Excerpts from a location annotation dataset:
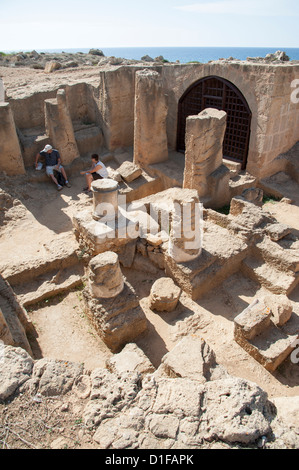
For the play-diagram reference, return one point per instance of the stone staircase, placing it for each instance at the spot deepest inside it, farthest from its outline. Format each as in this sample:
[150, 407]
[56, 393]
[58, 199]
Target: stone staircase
[274, 267]
[46, 276]
[267, 340]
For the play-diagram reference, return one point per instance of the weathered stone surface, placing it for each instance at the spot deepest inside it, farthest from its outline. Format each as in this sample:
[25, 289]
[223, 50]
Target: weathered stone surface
[59, 127]
[105, 277]
[97, 52]
[164, 295]
[130, 359]
[119, 320]
[253, 320]
[254, 195]
[129, 171]
[122, 411]
[11, 160]
[15, 369]
[236, 412]
[52, 377]
[204, 153]
[150, 115]
[278, 231]
[52, 66]
[110, 393]
[281, 308]
[191, 358]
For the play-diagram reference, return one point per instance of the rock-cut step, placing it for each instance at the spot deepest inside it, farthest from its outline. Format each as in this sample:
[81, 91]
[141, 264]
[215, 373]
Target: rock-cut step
[268, 276]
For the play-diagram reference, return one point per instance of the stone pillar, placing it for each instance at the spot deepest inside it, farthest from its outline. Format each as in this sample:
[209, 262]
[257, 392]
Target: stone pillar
[11, 160]
[2, 91]
[204, 170]
[59, 127]
[150, 137]
[186, 230]
[105, 277]
[105, 198]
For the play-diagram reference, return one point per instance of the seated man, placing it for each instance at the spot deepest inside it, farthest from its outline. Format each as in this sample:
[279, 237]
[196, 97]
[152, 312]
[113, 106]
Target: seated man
[97, 171]
[53, 163]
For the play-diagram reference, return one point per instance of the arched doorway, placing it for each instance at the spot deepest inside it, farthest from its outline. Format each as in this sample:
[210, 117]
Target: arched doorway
[216, 92]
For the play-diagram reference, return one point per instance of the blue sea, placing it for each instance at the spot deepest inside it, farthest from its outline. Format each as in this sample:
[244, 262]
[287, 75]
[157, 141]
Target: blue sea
[188, 54]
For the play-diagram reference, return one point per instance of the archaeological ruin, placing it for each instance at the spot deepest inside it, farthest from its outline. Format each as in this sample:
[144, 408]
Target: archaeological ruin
[196, 154]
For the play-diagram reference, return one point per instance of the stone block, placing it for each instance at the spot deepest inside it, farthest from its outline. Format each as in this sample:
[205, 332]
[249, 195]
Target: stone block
[281, 308]
[130, 359]
[253, 320]
[105, 277]
[129, 171]
[278, 231]
[164, 295]
[191, 358]
[118, 321]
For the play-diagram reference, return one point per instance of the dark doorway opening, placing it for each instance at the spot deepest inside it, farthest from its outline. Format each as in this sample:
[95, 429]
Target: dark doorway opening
[216, 92]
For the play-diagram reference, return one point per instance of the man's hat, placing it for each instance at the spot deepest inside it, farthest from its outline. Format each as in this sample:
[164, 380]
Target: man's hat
[47, 148]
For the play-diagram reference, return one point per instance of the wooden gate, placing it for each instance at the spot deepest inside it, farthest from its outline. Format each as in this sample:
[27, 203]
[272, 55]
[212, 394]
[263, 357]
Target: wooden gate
[216, 92]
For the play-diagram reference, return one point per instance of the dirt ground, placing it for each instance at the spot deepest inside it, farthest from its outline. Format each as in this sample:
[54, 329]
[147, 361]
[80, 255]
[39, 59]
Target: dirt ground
[62, 330]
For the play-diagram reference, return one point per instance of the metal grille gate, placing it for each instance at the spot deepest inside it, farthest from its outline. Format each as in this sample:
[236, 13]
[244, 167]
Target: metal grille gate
[216, 92]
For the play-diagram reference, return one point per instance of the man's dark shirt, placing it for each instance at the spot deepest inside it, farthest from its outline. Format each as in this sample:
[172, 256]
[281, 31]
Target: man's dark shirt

GIVEN REQUEST:
Can you render all of the lines above as a Markdown table with the columns "Row" and "Line", skipping blank lines and leaving out the pictures?

SOLUTION TO THIS TASK:
| Row | Line |
|---|---|
| 1 | For the play-diagram reference, return one point per instance of the stone staircase, placing it for each instance at the spot deepest inside it, farthest from its outline. Format each as in this sample: |
| 2 | [150, 407] |
| 3 | [56, 393] |
| 4 | [58, 199] |
| 5 | Target: stone staircase |
| 6 | [274, 267] |
| 7 | [46, 276] |
| 8 | [267, 340] |
| 9 | For the play-diagram reference, return one point per instance of the weathered stone surface, placing it for each instance at the spot deepest inside it, farthest from its outline. Format each as in this sample: |
| 10 | [25, 289] |
| 11 | [223, 50] |
| 12 | Target: weathered stone surface |
| 13 | [59, 127] |
| 14 | [105, 277] |
| 15 | [97, 52] |
| 16 | [164, 295] |
| 17 | [130, 359] |
| 18 | [119, 320] |
| 19 | [253, 320] |
| 20 | [254, 195] |
| 21 | [129, 171] |
| 22 | [122, 411] |
| 23 | [11, 160] |
| 24 | [15, 369] |
| 25 | [236, 412] |
| 26 | [52, 377] |
| 27 | [204, 153] |
| 28 | [150, 115] |
| 29 | [278, 231] |
| 30 | [52, 66] |
| 31 | [110, 393] |
| 32 | [281, 308] |
| 33 | [191, 358] |
| 34 | For the play-diagram reference, return one point per instance of the rock-cut step, placing it for each instance at the spot deepest inside it, farthest from its outline. Format each as in this sample: |
| 35 | [81, 91] |
| 36 | [141, 264] |
| 37 | [215, 373] |
| 38 | Target: rock-cut step |
| 39 | [268, 276] |
| 40 | For the play-diagram reference, return one point per instance of the stone pillar, placing it for each instance at the spot deepest inside it, farthest from its outline. Format each as in this sample: |
| 41 | [209, 262] |
| 42 | [257, 392] |
| 43 | Target: stone pillar |
| 44 | [11, 160] |
| 45 | [2, 91] |
| 46 | [204, 170] |
| 47 | [59, 127] |
| 48 | [150, 137] |
| 49 | [186, 230] |
| 50 | [105, 277] |
| 51 | [105, 198] |
| 52 | For the play-diagram reference, return one point per instance of the seated man, placing it for each instance at the spot deepest inside it, farthest from its outline. Format each as in this sample: |
| 53 | [279, 237] |
| 54 | [196, 97] |
| 55 | [152, 312] |
| 56 | [113, 106] |
| 57 | Target: seated man |
| 58 | [97, 171] |
| 59 | [53, 163] |
| 60 | For the play-diagram reference, return one point per instance of the arched doorway, placing it for each instance at the spot deepest inside it, farthest from its outline. Format each as in this sample: |
| 61 | [210, 117] |
| 62 | Target: arched doorway |
| 63 | [216, 92] |
| 64 | For the play-diagram reference, return one point per instance of the blue sea, placing it for each instance at the spot deepest inside it, farthest from its outline. Format each as in this sample: |
| 65 | [244, 262] |
| 66 | [287, 75] |
| 67 | [157, 141] |
| 68 | Target: blue sea |
| 69 | [188, 54] |
| 70 | For the play-diagram reference, return one point per instance of the archaeological ruin, placing it for each instance at the spot deepest inside it, farthest from its outline. Format each as in this sample: |
| 71 | [144, 408] |
| 72 | Target: archaeological ruin |
| 73 | [196, 154] |
| 74 | For the play-diagram reference, return one point per instance of the stone block, placing it for each instance at the spot deepest inside it, farthest from its outline. Format each as in this sample: |
| 75 | [205, 332] |
| 76 | [249, 195] |
| 77 | Target: stone block |
| 78 | [281, 308] |
| 79 | [130, 359] |
| 80 | [253, 320] |
| 81 | [105, 277] |
| 82 | [129, 171] |
| 83 | [278, 231] |
| 84 | [164, 295] |
| 85 | [191, 358] |
| 86 | [118, 321] |
| 87 | For the play-diagram reference, return one point per instance of the dark doorway opening, placing it for each instance at the spot deepest inside it, farthest from its outline. Format each as in this sample: |
| 88 | [95, 429] |
| 89 | Target: dark doorway opening |
| 90 | [216, 92] |
| 91 | For the play-diagram reference, return one point per instance of the man's hat, placing it for each instance at the spot deepest inside it, farthest from its outline. Format each as in this sample: |
| 92 | [164, 380] |
| 93 | Target: man's hat |
| 94 | [47, 148] |
| 95 | For the play-diagram reference, return one point per instance of the wooden gate, placing it for each instance at the spot deepest inside it, farthest from its outline. Format each as in this sample: |
| 96 | [27, 203] |
| 97 | [272, 55] |
| 98 | [212, 394] |
| 99 | [263, 357] |
| 100 | Target: wooden gate |
| 101 | [216, 92] |
| 102 | For the play-diagram reference, return one point per instance of the dirt ground, placing it for each instance at the spot deepest inside it, farthest from its outline. Format each as in this sample: |
| 103 | [54, 329] |
| 104 | [147, 361] |
| 105 | [80, 255] |
| 106 | [39, 59] |
| 107 | Target: dirt ground |
| 108 | [62, 330] |
| 109 | For the play-diagram reference, return one point per instance of the metal grille gate, placing it for each instance at the spot deepest inside it, farthest from its outline. Format each as in this sample: |
| 110 | [236, 13] |
| 111 | [244, 167] |
| 112 | Target: metal grille gate |
| 113 | [216, 92] |
| 114 | For the play-diagram reference, return one point per instance of the man's dark shirt, placing it for each instance at the spot deepest inside it, farthest from its outline. Format each as in this sample: |
| 115 | [172, 256] |
| 116 | [281, 31] |
| 117 | Target: man's dark shirt |